START
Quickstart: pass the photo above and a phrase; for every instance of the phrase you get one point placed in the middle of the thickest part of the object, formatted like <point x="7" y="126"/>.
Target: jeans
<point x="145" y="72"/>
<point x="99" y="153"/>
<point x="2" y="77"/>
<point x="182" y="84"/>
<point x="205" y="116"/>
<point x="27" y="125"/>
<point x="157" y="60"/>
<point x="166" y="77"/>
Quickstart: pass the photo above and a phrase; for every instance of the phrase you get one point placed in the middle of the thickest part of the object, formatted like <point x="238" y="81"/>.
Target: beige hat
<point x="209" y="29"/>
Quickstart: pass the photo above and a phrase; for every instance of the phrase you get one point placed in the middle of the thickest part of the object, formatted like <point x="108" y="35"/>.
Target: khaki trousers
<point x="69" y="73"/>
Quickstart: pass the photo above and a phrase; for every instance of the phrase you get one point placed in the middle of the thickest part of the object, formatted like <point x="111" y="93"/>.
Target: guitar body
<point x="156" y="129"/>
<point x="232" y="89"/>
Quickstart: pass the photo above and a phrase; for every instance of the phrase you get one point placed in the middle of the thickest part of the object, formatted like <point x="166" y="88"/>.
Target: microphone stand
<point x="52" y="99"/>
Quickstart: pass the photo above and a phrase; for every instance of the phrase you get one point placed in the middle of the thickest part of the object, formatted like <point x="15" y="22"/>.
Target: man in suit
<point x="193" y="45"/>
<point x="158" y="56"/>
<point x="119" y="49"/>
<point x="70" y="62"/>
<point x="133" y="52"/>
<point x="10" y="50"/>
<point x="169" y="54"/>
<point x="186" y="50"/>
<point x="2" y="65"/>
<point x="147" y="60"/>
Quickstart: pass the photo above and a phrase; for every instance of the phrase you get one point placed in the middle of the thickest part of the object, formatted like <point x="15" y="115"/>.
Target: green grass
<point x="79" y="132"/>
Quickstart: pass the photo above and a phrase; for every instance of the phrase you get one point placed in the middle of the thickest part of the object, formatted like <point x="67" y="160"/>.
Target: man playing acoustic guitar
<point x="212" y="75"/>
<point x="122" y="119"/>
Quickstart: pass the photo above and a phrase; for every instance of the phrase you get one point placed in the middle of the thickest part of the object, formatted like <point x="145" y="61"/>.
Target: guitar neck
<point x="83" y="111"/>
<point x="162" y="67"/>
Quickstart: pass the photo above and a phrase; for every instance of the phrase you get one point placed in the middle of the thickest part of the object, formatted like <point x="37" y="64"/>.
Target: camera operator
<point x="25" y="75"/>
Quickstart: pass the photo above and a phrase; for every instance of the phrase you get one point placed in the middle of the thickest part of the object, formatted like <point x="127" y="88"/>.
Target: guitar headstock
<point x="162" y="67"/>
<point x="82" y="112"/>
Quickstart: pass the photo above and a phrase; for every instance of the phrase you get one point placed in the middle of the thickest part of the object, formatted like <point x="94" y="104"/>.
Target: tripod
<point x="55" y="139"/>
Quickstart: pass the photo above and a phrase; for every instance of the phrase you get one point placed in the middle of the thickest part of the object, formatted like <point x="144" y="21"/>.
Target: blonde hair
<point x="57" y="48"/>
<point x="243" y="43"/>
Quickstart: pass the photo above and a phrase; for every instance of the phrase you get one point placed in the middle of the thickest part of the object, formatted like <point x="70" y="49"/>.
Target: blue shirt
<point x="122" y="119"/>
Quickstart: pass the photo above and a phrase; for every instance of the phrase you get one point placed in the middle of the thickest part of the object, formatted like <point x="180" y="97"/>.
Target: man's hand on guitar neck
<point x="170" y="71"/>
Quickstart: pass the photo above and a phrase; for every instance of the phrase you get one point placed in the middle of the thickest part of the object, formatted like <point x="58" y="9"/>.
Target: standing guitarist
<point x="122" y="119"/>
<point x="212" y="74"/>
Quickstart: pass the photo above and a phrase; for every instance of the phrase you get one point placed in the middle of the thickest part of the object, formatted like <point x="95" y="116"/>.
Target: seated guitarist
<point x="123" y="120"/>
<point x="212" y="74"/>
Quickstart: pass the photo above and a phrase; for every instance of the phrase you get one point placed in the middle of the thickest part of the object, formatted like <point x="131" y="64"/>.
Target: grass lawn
END
GIVEN PROBLEM: Write every line of the material above again, exactly.

EXERCISE OUTPUT:
Quickstart: pass the photo above and a phrase; for every instance of the phrase you get one point placed in the middle of the thickest part of the object, formatted like <point x="7" y="126"/>.
Target: jeans
<point x="145" y="72"/>
<point x="99" y="153"/>
<point x="2" y="77"/>
<point x="182" y="84"/>
<point x="205" y="116"/>
<point x="27" y="125"/>
<point x="157" y="60"/>
<point x="166" y="77"/>
Quickstart: pass the photo above and a phrase; for every instance of the phrase you get one point placed in the middle of the thickest part of the object, formatted like <point x="238" y="81"/>.
Target: beige hat
<point x="209" y="29"/>
Quickstart: pass the photo above and a phrase; for every instance of the phrase you get one point placed in the middle of the thickest part of the object, formatted like <point x="108" y="35"/>.
Target: khaki trousers
<point x="69" y="73"/>
Quickstart: pass the photo above and a phrase; for every instance of the phrase you get one point placed in the middle of the thickest part of the object, formatted like <point x="111" y="93"/>.
Target: guitar body
<point x="156" y="129"/>
<point x="232" y="89"/>
Quickstart: pass the photo above and a phrase; for every instance of the phrase you get one point placed in the middle of the thickest part of the object, formatted like <point x="166" y="88"/>.
Target: microphone stand
<point x="52" y="99"/>
Quickstart: pass the photo above and a phrase; for every instance of the phrase you get one point placed in the middle of the thickest part of the object, formatted like <point x="15" y="22"/>.
Target: man in suit
<point x="193" y="45"/>
<point x="158" y="56"/>
<point x="119" y="49"/>
<point x="70" y="62"/>
<point x="133" y="52"/>
<point x="10" y="50"/>
<point x="169" y="54"/>
<point x="186" y="50"/>
<point x="2" y="65"/>
<point x="147" y="60"/>
Quickstart: pass the photo above and a phrase; for every instance of the phrase you get one point placed in the middle of the thickest part of the object, formatted like <point x="15" y="115"/>.
Target: green grass
<point x="79" y="132"/>
Quickstart: pass the photo above and a phrase; for every instance of the phrase you get one point placed in the middle of the thickest part of the object, formatted like <point x="67" y="160"/>.
Target: man playing acoustic guitar
<point x="212" y="75"/>
<point x="122" y="119"/>
Quickstart: pass the photo above and a phrase; for every instance of the phrase you get one point placed in the middle of the thickest part of the object, formatted like <point x="145" y="61"/>.
Target: guitar neck
<point x="83" y="111"/>
<point x="162" y="67"/>
Quickstart: pass the photo above and a phrase; for every instance of the phrase you get one point placed in the middle of the thickest part of the object, formatted like <point x="37" y="64"/>.
Target: camera operator
<point x="25" y="75"/>
Quickstart: pass the photo above and a phrase; for every instance of the phrase you get one point placed in the middle of the thickest part of the object, formatted like <point x="127" y="88"/>.
Target: guitar headstock
<point x="162" y="67"/>
<point x="82" y="112"/>
Quickstart: pass the photo above and a phrase; for every instance of the phrase you get one point placed in the middle of the thickest part of the object, formatted like <point x="94" y="104"/>.
Target: tripod
<point x="55" y="139"/>
Quickstart: pass the photo above and a phrase; for every instance of the phrase you get one point placed in the middle of the thickest part of the object, formatted like <point x="144" y="21"/>.
Target: blonde hair
<point x="57" y="48"/>
<point x="243" y="43"/>
Quickstart: pass the photo above and a phrase; for every instance of the phrase you get one point placed in the middle of the thickest part of the object, formatted like <point x="70" y="49"/>.
Target: blue shirt
<point x="122" y="119"/>
Quickstart: pass the photo above and a phrase; for every instance of the phrase you get one point placed in the middle of the thickest part of the object, formatted like <point x="180" y="97"/>.
Target: man's hand on guitar neck
<point x="170" y="71"/>
Quickstart: pass the photo above and a phrase; for every instance of the phrase you get one point placed in the middle of the thickest part of the object, formatted like <point x="58" y="9"/>.
Target: standing guitarist
<point x="122" y="119"/>
<point x="212" y="74"/>
Quickstart: pass the photo above and a phrase; for every instance of the phrase you get one point placed in the middle of the thickest part of the object, formatted like <point x="95" y="116"/>.
Target: seated guitarist
<point x="123" y="120"/>
<point x="212" y="74"/>
Quickstart: pass the photo above and a phrase; for every instance of the phrase you get one point placed in the middle of the thickest part of the object, formatted like <point x="131" y="64"/>.
Target: grass lawn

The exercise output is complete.